→ Input:
━━━━━━━━

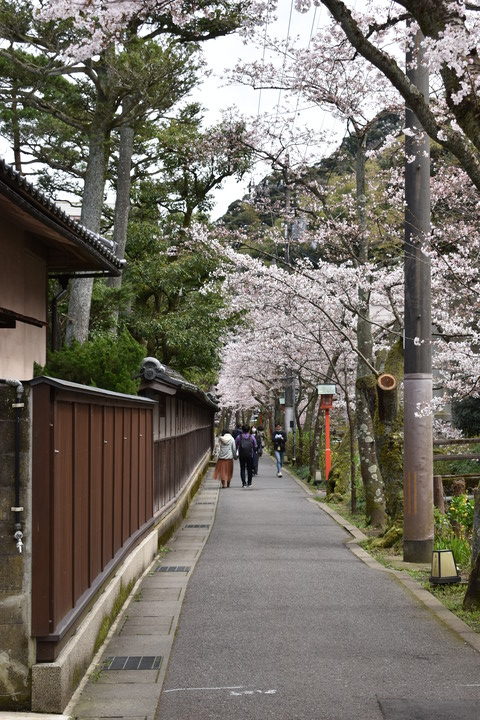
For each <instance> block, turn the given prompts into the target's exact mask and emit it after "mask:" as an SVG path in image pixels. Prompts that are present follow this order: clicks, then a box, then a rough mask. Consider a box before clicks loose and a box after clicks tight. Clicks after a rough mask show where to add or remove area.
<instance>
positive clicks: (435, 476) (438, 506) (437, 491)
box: [433, 475, 445, 514]
mask: <svg viewBox="0 0 480 720" xmlns="http://www.w3.org/2000/svg"><path fill="white" fill-rule="evenodd" d="M433 504H434V505H435V507H436V508H437V509H438V510H439V511H440V512H441V513H443V514H445V495H444V490H443V480H442V476H441V475H434V476H433Z"/></svg>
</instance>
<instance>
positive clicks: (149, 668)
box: [102, 655, 163, 670]
mask: <svg viewBox="0 0 480 720" xmlns="http://www.w3.org/2000/svg"><path fill="white" fill-rule="evenodd" d="M162 660H163V658H162V656H161V655H113V656H111V657H108V658H105V660H104V661H103V663H102V670H158V669H159V667H160V665H161V664H162Z"/></svg>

━━━━━━━━

→ Task:
Word for word, restate each line above, minus its pictures.

→ Task solution:
For each <instance> block, turn the given prompts into the target's exact mask and emit it after "mask:" as an SVG path in image pixels. Prompts that are present follow this order: clicks, then a box, then a rough mask. Consider a box before clicks loose and a box after clicks tight. Clicks after a rough mask show where to add or remove area.
<instance>
positive clicks: (435, 476) (438, 506) (437, 491)
box: [433, 475, 445, 514]
mask: <svg viewBox="0 0 480 720" xmlns="http://www.w3.org/2000/svg"><path fill="white" fill-rule="evenodd" d="M433 504H434V505H435V507H436V508H437V509H438V510H439V511H440V512H441V513H443V514H445V495H444V490H443V480H442V476H441V475H434V476H433Z"/></svg>
</instance>
<instance>
positive clicks: (149, 668)
box: [102, 655, 163, 670]
mask: <svg viewBox="0 0 480 720" xmlns="http://www.w3.org/2000/svg"><path fill="white" fill-rule="evenodd" d="M162 660H163V658H162V656H161V655H113V656H111V657H108V658H105V660H104V661H103V663H102V670H158V669H159V667H160V665H161V664H162Z"/></svg>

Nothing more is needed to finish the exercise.